Please retype the records below exactly, beginning at the start of the records and stopping after the line that contains "x=337 y=384". Leave the pictures out of your answer.

[RAW DATA start]

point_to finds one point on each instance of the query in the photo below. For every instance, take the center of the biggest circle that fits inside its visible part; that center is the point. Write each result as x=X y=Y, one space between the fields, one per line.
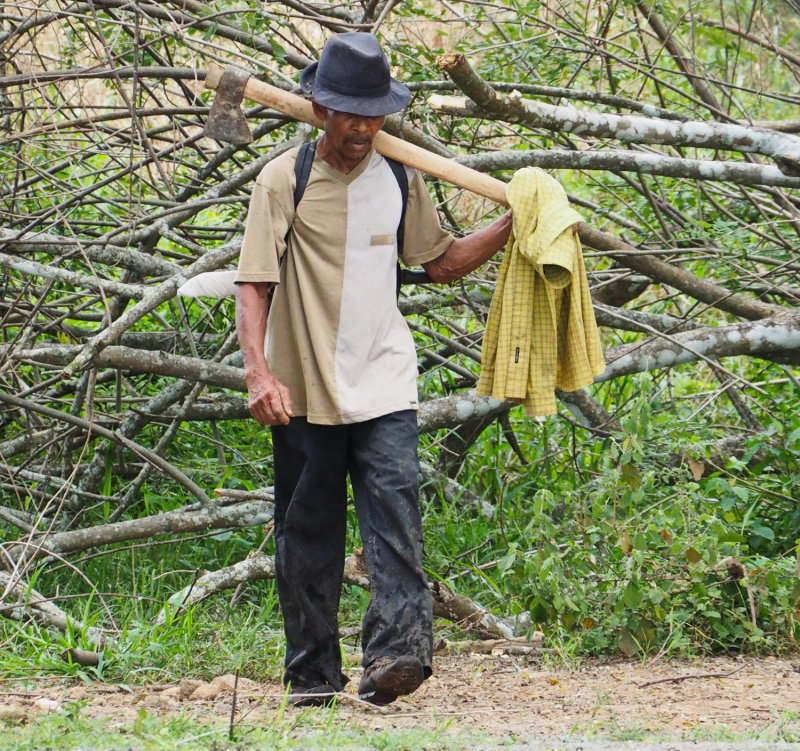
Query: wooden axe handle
x=386 y=144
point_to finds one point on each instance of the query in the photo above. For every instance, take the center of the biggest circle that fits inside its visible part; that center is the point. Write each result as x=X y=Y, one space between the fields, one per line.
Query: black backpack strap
x=400 y=174
x=302 y=169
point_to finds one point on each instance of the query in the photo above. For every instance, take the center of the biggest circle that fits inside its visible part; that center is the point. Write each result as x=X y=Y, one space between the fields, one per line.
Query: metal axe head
x=226 y=121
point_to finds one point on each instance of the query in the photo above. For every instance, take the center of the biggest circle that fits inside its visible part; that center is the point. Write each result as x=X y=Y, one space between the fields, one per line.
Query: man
x=337 y=384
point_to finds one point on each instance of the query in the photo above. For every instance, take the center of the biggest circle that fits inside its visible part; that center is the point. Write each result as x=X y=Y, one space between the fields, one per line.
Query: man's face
x=349 y=136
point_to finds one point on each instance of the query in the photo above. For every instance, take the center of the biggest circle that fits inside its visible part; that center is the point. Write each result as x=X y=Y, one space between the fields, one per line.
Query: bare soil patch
x=495 y=695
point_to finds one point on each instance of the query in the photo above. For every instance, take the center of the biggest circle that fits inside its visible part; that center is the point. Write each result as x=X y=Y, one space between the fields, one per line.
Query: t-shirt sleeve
x=265 y=231
x=424 y=239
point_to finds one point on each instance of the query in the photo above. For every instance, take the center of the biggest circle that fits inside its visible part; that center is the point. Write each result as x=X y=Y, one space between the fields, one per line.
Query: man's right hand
x=268 y=400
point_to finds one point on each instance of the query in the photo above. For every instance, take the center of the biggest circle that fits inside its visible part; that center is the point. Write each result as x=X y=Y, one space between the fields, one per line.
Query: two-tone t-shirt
x=335 y=337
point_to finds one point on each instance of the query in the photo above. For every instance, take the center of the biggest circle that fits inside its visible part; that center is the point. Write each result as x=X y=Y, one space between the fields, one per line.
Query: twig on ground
x=677 y=678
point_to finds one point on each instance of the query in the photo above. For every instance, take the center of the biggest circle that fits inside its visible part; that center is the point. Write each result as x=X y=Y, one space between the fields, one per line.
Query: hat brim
x=394 y=101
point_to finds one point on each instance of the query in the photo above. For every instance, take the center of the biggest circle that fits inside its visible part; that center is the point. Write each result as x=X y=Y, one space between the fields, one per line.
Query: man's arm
x=466 y=254
x=268 y=399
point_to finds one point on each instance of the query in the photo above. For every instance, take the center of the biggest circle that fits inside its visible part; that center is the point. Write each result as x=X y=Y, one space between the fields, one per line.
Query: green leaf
x=632 y=595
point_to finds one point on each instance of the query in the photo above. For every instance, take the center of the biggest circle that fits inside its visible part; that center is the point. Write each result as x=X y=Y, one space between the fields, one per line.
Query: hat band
x=358 y=92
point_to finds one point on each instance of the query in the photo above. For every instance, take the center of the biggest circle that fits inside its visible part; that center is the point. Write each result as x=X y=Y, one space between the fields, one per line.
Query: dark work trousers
x=311 y=467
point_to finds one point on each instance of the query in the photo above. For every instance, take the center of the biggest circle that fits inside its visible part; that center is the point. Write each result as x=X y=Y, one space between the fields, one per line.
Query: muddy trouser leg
x=310 y=526
x=383 y=470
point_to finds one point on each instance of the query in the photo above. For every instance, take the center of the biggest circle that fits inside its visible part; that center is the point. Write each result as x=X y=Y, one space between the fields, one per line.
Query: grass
x=71 y=731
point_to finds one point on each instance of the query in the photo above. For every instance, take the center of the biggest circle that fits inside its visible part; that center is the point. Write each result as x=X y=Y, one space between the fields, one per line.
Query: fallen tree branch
x=446 y=603
x=490 y=104
x=643 y=163
x=28 y=600
x=167 y=468
x=248 y=514
x=678 y=678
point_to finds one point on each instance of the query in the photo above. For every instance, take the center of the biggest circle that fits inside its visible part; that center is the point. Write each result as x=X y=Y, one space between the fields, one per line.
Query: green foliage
x=629 y=551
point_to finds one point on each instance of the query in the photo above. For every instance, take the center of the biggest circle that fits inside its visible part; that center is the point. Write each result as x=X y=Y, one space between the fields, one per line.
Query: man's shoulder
x=278 y=173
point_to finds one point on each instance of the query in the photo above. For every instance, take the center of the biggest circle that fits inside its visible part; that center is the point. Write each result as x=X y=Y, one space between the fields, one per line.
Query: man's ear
x=320 y=111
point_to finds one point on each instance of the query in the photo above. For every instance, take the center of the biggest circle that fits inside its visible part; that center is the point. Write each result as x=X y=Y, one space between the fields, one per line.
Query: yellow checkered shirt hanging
x=541 y=332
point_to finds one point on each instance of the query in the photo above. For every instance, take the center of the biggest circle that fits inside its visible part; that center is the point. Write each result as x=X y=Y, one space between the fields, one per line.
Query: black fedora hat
x=352 y=75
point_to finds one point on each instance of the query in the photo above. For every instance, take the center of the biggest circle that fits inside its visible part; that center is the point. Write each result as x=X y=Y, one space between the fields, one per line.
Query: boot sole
x=404 y=676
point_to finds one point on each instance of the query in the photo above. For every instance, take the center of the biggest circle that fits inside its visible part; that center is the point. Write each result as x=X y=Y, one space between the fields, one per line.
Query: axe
x=226 y=122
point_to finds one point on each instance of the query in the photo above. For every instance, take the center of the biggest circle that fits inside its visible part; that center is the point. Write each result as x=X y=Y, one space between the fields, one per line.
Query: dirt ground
x=495 y=695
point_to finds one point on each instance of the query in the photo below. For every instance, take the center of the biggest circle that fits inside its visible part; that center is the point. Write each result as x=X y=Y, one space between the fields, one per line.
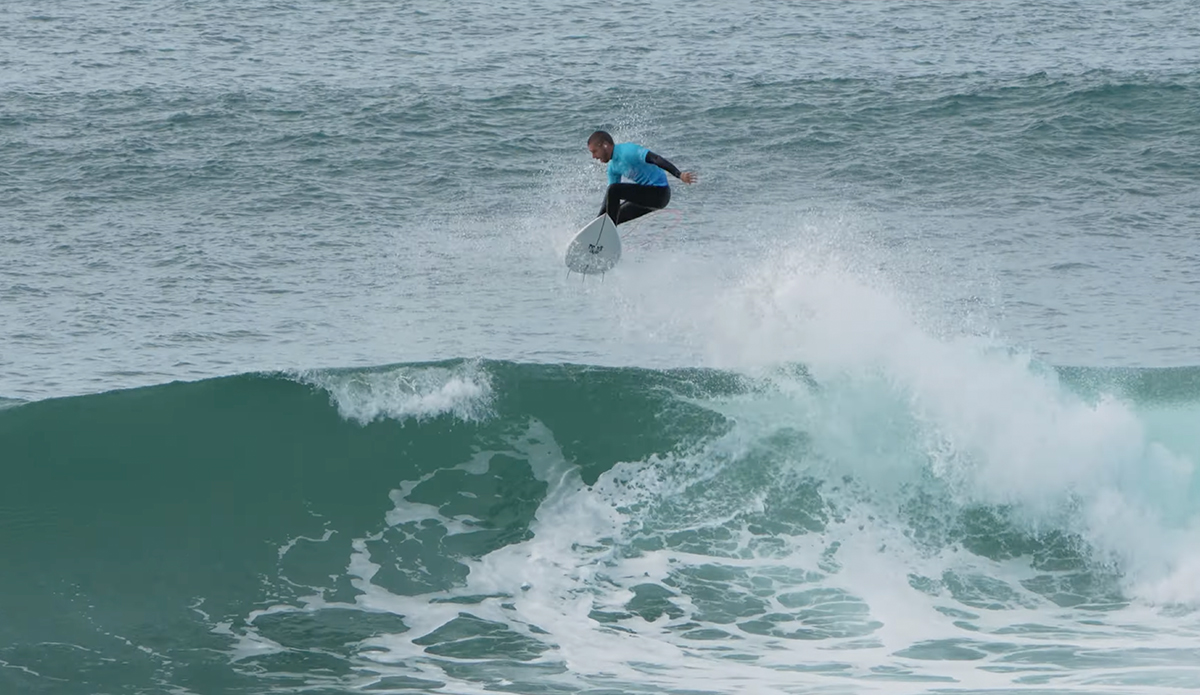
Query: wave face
x=478 y=526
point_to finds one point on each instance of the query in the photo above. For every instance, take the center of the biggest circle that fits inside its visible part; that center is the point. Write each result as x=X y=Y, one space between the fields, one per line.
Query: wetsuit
x=649 y=190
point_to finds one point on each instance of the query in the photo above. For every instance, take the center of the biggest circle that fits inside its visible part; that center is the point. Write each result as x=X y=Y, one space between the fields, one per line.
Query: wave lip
x=407 y=391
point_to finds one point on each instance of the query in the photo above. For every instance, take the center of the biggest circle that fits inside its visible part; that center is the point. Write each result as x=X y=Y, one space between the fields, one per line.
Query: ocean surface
x=297 y=395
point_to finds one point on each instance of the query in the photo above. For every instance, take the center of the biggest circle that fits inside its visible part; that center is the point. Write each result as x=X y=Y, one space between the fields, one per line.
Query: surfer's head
x=600 y=145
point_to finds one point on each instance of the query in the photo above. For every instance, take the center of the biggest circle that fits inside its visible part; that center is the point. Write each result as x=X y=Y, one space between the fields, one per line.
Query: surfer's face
x=601 y=151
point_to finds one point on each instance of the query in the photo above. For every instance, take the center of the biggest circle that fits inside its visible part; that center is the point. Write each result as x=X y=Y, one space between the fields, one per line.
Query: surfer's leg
x=631 y=211
x=637 y=201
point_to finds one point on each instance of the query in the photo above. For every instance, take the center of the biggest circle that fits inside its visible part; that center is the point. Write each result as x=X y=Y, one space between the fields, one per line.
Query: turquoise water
x=295 y=395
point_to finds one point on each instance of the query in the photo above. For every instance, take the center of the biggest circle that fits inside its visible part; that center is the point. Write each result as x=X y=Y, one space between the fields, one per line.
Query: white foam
x=407 y=393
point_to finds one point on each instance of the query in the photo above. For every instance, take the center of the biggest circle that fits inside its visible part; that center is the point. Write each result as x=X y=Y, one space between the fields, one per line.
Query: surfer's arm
x=663 y=163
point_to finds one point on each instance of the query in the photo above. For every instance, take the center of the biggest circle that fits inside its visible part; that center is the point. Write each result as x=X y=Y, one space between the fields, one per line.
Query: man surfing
x=649 y=190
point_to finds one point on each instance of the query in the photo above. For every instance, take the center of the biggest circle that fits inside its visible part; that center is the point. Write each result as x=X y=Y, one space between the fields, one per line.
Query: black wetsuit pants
x=625 y=202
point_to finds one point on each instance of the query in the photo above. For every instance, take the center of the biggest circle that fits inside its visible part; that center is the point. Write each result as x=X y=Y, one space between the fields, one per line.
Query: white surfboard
x=595 y=249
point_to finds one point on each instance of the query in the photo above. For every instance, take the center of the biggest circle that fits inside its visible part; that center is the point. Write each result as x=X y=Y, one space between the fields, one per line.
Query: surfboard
x=595 y=249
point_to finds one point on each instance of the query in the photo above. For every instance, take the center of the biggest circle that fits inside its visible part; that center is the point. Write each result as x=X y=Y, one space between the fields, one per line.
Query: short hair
x=600 y=137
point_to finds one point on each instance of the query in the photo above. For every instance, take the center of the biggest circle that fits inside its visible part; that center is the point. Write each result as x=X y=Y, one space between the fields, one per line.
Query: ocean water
x=901 y=396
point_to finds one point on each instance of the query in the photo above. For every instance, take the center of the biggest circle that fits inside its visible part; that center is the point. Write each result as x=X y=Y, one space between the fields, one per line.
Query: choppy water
x=900 y=397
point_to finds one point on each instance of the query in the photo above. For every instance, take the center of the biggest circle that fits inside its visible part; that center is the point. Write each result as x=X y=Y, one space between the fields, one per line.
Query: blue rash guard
x=629 y=161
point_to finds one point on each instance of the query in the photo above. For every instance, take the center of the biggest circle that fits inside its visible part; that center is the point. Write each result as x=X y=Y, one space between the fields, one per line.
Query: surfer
x=648 y=191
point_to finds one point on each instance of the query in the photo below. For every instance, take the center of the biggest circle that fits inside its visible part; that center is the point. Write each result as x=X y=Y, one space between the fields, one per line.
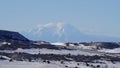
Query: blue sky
x=97 y=17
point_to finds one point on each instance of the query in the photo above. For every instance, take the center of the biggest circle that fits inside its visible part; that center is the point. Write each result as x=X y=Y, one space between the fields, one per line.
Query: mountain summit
x=61 y=32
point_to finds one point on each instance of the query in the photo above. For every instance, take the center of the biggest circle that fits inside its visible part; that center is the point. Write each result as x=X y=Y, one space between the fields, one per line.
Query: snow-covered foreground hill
x=50 y=58
x=55 y=64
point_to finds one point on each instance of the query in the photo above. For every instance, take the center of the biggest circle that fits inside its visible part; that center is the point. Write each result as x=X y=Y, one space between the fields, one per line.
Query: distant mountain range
x=63 y=33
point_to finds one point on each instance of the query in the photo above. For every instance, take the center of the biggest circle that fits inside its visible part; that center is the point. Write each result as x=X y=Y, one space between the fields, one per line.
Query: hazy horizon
x=89 y=16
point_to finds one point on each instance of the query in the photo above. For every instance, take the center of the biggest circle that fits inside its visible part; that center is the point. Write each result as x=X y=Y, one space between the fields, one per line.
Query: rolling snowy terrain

[RAW DATA end]

■ SOLUTION:
point_to finds one point on each instance of the query in the photo below. For every instance, take the center of the biggest circle that fits inside its visible part; that center is the point. Write each result as x=X y=Y, one space between the fields, one per line.
Query: wooden axe handle
x=386 y=144
point_to finds one point on each instance of the query in the photo above. For every instance, take the center of the biggest circle that fits inside its visible part; that center is the point. Write each result as x=X y=Y, one space between the fields, one per line.
Query: black backpack strap
x=400 y=174
x=302 y=169
point_to finds one point on each instance of the query in the photo above. For every instance, take the center of the biggest circle that fits inside its visible part; that center is the point. Write each result as x=X y=Y, one space between the fields, one per line.
Query: metal axe head
x=226 y=121
point_to finds one point on each instance of the query in the photo above. For every instance, take the center of the biggest circle that fits inside its visible part; that center is the point. Write each result as x=X y=Y, one space between the fields, one per line.
Query: man
x=337 y=384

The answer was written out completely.